(Records drawn from a dataset)

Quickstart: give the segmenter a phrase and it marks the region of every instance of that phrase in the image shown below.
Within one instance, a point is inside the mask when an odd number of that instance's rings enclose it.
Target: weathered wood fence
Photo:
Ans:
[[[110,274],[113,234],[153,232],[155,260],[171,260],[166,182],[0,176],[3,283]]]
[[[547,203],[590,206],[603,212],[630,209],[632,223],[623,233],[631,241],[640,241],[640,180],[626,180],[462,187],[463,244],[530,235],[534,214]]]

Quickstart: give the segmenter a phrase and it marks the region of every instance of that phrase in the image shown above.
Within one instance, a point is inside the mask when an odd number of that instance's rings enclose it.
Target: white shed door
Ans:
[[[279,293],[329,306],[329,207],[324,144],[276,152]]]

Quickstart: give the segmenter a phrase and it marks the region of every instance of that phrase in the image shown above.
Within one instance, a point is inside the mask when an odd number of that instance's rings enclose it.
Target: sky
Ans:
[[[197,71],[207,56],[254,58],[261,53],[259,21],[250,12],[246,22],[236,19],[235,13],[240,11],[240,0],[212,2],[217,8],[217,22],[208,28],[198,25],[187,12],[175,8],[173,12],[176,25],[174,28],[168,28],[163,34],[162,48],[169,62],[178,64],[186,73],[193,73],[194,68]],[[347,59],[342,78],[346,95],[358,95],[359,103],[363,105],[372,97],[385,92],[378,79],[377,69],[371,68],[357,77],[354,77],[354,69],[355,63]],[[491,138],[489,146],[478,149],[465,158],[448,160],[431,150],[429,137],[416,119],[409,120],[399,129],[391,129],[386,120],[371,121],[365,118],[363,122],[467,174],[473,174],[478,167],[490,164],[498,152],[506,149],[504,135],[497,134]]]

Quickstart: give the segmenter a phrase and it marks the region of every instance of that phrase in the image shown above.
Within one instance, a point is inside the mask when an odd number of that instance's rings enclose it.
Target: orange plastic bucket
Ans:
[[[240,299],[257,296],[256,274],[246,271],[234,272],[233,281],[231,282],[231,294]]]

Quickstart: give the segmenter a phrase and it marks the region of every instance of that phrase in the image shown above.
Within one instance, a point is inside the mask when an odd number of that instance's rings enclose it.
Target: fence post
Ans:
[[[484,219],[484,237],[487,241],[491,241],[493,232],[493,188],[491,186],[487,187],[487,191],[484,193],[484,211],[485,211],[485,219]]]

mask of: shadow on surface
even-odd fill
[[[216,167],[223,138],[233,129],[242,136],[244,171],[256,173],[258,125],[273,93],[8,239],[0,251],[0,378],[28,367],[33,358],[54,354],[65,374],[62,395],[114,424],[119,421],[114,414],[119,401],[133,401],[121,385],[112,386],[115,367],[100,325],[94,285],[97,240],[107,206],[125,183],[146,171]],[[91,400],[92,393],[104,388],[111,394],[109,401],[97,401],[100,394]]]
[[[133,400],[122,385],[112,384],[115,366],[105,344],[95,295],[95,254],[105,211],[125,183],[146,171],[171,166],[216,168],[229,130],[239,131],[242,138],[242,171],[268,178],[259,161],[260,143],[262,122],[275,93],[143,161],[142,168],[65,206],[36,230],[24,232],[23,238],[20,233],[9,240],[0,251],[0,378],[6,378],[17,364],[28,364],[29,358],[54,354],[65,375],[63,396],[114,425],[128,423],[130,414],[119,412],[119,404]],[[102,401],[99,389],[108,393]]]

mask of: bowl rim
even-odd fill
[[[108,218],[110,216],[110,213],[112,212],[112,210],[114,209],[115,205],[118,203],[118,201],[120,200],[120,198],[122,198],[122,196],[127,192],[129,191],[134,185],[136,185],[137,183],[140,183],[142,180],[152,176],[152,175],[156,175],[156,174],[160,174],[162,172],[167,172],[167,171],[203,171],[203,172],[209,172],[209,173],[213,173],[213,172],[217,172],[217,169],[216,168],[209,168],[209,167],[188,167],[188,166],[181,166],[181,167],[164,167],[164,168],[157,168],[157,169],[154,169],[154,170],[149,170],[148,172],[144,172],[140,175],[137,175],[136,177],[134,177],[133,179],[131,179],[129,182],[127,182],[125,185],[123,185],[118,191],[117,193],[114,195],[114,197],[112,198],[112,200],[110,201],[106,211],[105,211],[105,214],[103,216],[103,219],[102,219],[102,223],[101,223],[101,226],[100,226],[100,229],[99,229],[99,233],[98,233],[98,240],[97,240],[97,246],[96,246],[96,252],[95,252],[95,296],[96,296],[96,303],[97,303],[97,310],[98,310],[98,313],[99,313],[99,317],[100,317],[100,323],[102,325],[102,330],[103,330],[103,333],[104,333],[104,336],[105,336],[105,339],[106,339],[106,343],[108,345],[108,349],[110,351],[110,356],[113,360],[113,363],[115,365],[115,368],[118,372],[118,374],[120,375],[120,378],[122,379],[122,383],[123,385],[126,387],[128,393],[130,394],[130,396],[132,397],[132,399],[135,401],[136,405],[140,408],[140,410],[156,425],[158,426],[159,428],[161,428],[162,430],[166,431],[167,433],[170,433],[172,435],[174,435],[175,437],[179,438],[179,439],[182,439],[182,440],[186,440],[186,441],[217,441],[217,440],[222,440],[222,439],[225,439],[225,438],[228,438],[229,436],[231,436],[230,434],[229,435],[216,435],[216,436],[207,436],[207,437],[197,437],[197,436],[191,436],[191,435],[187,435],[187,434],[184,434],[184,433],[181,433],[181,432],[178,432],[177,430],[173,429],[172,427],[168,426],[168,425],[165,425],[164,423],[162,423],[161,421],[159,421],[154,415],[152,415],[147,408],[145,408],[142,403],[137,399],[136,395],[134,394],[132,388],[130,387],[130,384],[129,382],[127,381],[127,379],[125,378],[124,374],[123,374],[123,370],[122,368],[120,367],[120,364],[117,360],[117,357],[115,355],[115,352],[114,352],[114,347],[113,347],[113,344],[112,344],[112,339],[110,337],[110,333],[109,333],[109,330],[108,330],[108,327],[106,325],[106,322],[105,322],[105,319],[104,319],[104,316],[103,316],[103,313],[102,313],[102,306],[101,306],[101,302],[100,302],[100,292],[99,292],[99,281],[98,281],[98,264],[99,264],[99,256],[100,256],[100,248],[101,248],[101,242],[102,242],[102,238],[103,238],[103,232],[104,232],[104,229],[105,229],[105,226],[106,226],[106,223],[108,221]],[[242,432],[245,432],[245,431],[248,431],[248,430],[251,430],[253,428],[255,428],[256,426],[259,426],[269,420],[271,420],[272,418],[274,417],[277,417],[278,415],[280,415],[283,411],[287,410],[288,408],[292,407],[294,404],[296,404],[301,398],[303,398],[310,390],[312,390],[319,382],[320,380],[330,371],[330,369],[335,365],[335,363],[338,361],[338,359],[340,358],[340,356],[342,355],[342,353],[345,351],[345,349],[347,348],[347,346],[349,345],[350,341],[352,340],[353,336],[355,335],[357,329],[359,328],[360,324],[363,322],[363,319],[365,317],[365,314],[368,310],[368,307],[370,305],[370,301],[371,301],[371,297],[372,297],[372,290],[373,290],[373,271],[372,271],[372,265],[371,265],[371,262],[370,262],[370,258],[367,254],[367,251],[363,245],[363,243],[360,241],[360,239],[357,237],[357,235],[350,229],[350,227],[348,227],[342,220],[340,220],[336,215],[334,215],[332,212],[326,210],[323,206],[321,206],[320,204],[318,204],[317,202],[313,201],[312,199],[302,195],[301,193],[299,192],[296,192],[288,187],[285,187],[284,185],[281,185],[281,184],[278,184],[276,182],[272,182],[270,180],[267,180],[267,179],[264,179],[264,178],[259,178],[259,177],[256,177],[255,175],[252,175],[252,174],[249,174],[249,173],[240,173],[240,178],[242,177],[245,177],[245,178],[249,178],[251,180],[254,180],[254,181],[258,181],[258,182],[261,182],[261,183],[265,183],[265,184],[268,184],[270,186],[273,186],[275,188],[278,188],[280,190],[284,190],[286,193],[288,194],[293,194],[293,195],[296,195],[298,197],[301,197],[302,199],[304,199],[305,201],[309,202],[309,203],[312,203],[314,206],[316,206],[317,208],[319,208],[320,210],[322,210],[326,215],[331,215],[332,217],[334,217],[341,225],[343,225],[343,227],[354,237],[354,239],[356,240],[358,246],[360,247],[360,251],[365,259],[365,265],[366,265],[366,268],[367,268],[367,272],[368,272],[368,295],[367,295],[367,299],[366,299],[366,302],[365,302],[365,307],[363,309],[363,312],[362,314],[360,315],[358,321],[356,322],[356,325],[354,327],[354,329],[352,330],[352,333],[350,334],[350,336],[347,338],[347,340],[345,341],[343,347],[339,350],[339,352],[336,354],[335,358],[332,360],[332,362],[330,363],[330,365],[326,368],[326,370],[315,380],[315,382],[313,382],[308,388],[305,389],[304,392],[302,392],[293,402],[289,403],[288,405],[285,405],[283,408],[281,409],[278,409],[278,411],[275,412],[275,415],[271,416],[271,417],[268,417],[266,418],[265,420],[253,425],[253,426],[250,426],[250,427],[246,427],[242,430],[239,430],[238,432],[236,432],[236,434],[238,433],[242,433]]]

### TASK TO COMPLETE
Select the lines from the entries that include the word "fence".

### PROBLEM SOLUTION
Target: weathered wood fence
Target: fence post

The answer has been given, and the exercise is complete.